From the data below, return the exact lines starting at the line containing "# place a dot on each instance of the thumb" and ending at the line containing "# place a dot on each instance of the forearm", both included, and nothing else.

[Input material]

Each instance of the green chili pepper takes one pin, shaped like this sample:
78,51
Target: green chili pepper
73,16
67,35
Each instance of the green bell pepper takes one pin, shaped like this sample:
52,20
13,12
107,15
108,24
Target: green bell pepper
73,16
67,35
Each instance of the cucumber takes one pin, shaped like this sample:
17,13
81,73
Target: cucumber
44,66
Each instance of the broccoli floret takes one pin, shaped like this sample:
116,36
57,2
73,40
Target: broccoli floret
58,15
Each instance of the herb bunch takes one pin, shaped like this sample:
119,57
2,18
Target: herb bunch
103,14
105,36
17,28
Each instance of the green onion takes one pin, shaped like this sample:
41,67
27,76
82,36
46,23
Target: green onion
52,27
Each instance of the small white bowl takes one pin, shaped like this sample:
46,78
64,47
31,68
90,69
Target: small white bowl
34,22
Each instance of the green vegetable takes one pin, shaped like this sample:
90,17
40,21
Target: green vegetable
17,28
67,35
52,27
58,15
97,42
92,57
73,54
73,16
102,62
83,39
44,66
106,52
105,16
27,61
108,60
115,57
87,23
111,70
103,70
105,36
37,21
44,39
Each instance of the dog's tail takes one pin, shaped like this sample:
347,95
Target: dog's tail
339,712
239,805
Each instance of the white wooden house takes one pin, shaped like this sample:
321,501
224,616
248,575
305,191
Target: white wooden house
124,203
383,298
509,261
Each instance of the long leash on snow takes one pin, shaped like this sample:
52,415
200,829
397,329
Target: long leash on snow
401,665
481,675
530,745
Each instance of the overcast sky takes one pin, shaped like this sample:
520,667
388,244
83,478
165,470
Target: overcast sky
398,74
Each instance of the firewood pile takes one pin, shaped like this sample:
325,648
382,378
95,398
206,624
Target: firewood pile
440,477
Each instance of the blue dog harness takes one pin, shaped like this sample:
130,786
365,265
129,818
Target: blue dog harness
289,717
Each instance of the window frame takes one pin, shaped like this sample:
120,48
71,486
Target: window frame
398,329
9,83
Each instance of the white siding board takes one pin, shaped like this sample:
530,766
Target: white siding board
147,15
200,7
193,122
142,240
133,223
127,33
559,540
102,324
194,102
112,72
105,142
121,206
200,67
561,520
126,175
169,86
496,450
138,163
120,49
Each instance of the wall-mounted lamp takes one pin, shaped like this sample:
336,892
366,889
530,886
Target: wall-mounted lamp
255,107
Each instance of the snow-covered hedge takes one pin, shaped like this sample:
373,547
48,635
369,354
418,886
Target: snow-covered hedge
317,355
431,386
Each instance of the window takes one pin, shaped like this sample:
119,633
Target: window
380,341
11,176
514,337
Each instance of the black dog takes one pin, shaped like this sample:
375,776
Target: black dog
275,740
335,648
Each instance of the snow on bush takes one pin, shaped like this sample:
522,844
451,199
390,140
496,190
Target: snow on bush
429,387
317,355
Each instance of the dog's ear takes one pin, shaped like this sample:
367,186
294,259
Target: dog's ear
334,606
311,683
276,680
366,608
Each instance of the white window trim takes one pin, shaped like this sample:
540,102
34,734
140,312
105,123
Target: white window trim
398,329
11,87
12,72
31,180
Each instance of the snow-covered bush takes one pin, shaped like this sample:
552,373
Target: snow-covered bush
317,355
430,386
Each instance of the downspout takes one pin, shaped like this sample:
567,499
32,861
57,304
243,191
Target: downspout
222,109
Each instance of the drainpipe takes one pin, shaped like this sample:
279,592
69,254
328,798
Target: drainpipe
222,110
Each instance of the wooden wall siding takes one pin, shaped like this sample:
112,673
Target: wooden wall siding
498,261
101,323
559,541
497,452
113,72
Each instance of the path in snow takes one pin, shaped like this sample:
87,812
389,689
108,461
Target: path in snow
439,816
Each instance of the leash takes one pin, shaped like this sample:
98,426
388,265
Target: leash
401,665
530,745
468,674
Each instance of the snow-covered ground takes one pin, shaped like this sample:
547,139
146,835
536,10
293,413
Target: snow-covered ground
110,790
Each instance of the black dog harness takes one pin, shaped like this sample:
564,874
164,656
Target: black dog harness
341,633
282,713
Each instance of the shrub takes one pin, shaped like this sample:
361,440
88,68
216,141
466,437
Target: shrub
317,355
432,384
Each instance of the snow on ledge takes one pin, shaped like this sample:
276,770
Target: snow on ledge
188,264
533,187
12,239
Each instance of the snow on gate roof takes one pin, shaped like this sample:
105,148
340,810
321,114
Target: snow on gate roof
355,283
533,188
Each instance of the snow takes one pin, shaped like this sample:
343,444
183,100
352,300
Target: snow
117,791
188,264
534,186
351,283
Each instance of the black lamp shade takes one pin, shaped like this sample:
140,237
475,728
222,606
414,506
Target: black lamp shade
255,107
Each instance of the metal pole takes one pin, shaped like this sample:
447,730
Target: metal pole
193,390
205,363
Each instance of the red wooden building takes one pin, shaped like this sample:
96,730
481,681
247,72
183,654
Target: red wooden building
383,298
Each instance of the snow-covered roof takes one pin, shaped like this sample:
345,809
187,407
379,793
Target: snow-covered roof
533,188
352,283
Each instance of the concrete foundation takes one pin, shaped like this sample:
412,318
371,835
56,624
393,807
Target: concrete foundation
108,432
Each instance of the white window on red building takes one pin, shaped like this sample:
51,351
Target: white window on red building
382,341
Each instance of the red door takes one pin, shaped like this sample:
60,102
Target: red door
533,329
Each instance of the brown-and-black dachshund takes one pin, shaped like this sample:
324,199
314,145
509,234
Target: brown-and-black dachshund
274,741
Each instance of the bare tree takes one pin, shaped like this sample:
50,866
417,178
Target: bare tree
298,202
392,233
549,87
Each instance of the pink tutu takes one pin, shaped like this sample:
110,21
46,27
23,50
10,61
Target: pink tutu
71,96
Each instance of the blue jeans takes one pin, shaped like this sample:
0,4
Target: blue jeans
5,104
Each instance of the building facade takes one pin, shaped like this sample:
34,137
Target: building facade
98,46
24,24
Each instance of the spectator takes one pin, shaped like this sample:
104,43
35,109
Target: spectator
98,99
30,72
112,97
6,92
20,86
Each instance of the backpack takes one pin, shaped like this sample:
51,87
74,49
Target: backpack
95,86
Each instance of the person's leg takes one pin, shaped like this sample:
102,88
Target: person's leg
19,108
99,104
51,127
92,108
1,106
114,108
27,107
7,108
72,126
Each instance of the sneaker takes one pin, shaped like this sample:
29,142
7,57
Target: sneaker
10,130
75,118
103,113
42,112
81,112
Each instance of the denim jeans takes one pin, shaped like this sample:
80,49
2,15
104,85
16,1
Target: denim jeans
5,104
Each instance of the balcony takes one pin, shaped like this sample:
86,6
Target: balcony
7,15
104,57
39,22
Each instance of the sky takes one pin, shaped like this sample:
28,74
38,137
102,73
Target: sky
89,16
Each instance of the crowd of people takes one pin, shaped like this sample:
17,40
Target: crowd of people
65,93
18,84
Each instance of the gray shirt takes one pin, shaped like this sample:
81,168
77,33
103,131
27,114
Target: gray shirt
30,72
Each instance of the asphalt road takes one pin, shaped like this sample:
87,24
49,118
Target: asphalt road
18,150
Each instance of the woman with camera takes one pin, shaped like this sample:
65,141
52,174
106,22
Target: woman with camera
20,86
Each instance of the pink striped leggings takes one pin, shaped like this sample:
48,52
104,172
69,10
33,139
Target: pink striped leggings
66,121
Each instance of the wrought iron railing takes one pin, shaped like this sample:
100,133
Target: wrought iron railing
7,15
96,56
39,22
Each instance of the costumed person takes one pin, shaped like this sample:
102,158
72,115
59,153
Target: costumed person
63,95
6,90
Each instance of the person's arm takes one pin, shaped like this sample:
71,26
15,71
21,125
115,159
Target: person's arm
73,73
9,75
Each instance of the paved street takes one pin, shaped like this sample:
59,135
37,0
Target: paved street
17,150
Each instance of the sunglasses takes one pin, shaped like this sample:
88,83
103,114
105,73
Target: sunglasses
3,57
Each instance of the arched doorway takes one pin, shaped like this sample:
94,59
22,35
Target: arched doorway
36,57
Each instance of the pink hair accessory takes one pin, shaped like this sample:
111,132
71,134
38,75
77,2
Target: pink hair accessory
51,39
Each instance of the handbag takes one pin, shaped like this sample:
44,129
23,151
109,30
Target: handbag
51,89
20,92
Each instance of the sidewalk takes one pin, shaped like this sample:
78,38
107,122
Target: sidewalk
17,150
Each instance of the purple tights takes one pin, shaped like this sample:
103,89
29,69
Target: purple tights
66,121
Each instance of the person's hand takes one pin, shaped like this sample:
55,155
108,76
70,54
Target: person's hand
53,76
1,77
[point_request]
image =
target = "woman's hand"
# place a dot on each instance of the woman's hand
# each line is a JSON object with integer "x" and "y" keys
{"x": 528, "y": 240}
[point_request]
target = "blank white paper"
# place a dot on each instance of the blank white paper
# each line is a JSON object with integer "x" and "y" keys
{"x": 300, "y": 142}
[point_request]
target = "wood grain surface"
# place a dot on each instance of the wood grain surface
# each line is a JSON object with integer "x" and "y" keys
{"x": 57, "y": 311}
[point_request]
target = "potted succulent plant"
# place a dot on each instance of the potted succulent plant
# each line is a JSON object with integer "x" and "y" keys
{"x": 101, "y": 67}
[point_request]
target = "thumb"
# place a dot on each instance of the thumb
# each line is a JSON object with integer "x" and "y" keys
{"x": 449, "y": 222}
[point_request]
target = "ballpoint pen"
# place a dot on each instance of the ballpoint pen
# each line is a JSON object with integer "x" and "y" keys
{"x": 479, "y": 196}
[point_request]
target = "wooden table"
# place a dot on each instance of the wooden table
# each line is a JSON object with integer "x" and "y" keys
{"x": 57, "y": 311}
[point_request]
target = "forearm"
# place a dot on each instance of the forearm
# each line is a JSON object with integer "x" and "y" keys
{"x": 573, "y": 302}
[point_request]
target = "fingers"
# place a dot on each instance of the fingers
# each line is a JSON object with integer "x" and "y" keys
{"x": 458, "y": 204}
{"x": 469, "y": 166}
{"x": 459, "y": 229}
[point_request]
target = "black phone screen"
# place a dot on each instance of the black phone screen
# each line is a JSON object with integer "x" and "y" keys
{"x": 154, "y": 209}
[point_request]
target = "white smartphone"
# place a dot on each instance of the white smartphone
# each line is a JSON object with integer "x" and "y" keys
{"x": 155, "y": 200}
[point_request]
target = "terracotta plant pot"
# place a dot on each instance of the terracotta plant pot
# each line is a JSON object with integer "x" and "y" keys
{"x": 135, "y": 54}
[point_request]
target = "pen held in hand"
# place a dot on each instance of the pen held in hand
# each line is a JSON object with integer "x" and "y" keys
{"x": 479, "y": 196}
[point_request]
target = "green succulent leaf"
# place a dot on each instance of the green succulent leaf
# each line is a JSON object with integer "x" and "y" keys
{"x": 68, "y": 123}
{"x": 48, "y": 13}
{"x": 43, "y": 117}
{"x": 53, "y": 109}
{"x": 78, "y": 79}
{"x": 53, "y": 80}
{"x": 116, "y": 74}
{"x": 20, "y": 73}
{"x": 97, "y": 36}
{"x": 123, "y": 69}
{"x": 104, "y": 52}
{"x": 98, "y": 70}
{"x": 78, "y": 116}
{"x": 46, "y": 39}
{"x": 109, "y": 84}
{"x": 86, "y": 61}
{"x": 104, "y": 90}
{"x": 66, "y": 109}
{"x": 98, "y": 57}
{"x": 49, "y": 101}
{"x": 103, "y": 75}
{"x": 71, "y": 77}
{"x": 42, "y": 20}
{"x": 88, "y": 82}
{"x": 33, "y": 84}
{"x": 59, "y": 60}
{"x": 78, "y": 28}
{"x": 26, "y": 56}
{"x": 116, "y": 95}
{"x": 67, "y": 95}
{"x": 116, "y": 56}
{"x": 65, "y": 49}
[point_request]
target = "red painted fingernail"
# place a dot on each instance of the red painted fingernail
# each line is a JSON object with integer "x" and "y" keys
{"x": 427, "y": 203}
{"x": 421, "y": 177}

[/Input material]

● **Solution to this exercise**
# place a dot on each instance of the thumb
# each line is a JSON object with integer "x" and "y" keys
{"x": 449, "y": 222}
[point_request]
target = "ballpoint pen"
# place a dot on each instance of the ballpoint pen
# each line is a JSON object with integer "x" and "y" keys
{"x": 479, "y": 196}
[point_request]
target = "wooden table"
# place a dot on each instance of the wooden table
# each line is a JSON object with integer "x" and "y" keys
{"x": 57, "y": 311}
[point_request]
target = "forearm"
# place a dot on each instance of the forearm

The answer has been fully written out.